(Beginning of SOURCE PASSAGE)

Protein Mutational Scanning#
Apply spatial coherence to deep mutational scanning (DMS) data to identify functional domains and essential residues.
Overview#
Deep mutational scanning generates fitness landscapes across proteins:
Position: Residue number
Response: Fitness effect (growth rate, binding, activity)
Spatial coherence identifies regions where mutations have consistent effects, distinguishing functional cores from tolerant regions.
Basic Example#
from phaselab.protein.mutscan import (
MutScanLandscape,
analyze_mutscan_coherence,
)
# Your DMS data
landscape = MutScanLandscape(
positions=[1, 2, 3, 4, 5, 6, 7, 8, 9, 10],
effects=[-0.1, -0.2, -2.5, -2.8, -3.0, -2.7, -0.3, -0.1, 0.0, 0.1],
protein_id="TEM1",
protein_name="TEM-1 β-Lactamase",
effect_type="fitness",
)
# Analyze coherence
result = analyze_mutscan_coherence(
landscape,
window=5, # Residues for local coherence
essential_threshold=-1.0, # Effect threshold for essential
)
# View results
print(f"Functional domains: {len(result.functional_domains)}")
print(f"Essential regions: {len(result.essential_regions)}")
print(f"Variable regions: {len(result.variable_regions)}")
Finding Essential Domains#
# Essential domains: low fitness + high coherence
for domain in result.essential_regions:
print(f"Essential: residues {domain.start}-{domain.end}")
print(f" Mean fitness effect: {domain.mean_effect:.2f}")

(End of SOURCE PASSAGE)

_WHAT TO DO_: According to the mutational scanning page, what two properties mark essential domains? The records aren't needed to work with the mutational scanning page.

(Beginning of STORED DATA)

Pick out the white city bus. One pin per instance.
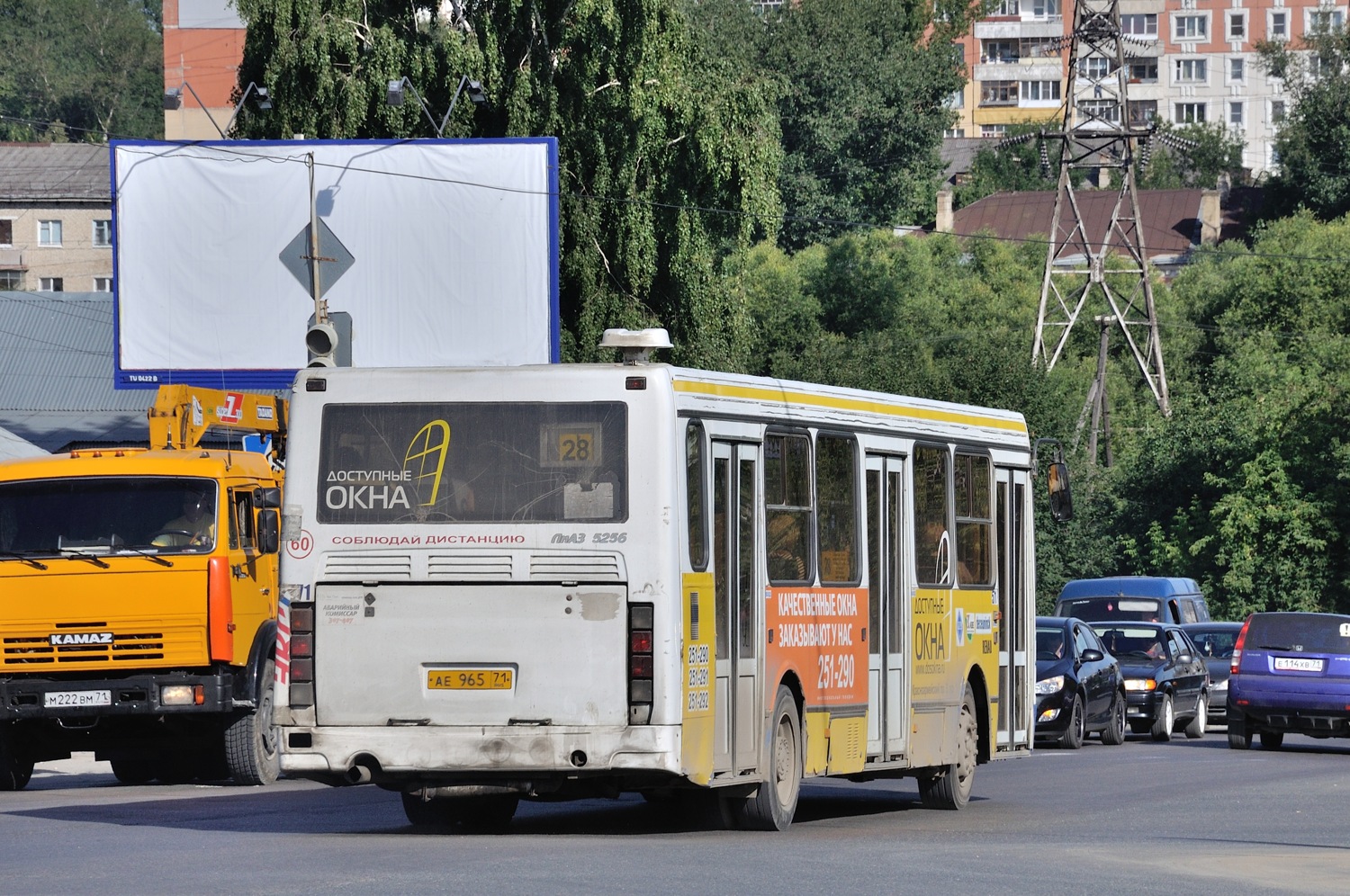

(End of STORED DATA)
(Beginning of STORED DATA)

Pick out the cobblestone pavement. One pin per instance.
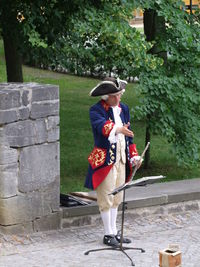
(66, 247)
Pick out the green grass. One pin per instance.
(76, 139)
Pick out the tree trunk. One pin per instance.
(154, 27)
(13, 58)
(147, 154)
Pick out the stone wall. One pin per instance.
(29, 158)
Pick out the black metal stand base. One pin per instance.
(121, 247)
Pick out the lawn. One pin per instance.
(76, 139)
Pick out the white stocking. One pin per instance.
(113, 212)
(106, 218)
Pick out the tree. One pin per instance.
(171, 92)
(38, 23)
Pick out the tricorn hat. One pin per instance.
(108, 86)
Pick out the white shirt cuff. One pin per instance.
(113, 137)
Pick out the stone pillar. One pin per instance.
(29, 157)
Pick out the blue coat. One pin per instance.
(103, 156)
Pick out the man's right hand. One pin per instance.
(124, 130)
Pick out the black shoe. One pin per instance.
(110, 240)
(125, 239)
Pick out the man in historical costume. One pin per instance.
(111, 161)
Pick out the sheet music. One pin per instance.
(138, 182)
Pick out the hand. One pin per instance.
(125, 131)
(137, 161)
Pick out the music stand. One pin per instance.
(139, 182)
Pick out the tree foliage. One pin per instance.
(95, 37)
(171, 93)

(End of STORED DATA)
(Beginning of STORED DATA)

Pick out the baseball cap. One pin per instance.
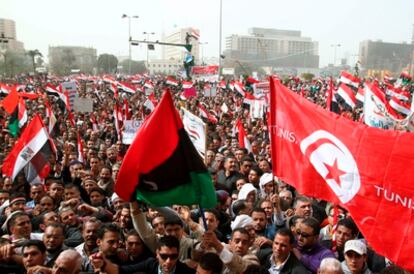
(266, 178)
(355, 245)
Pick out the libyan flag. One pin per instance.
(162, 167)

(End of STORED DATA)

_YOUR RESPONSE_: Low fitness and high coherence.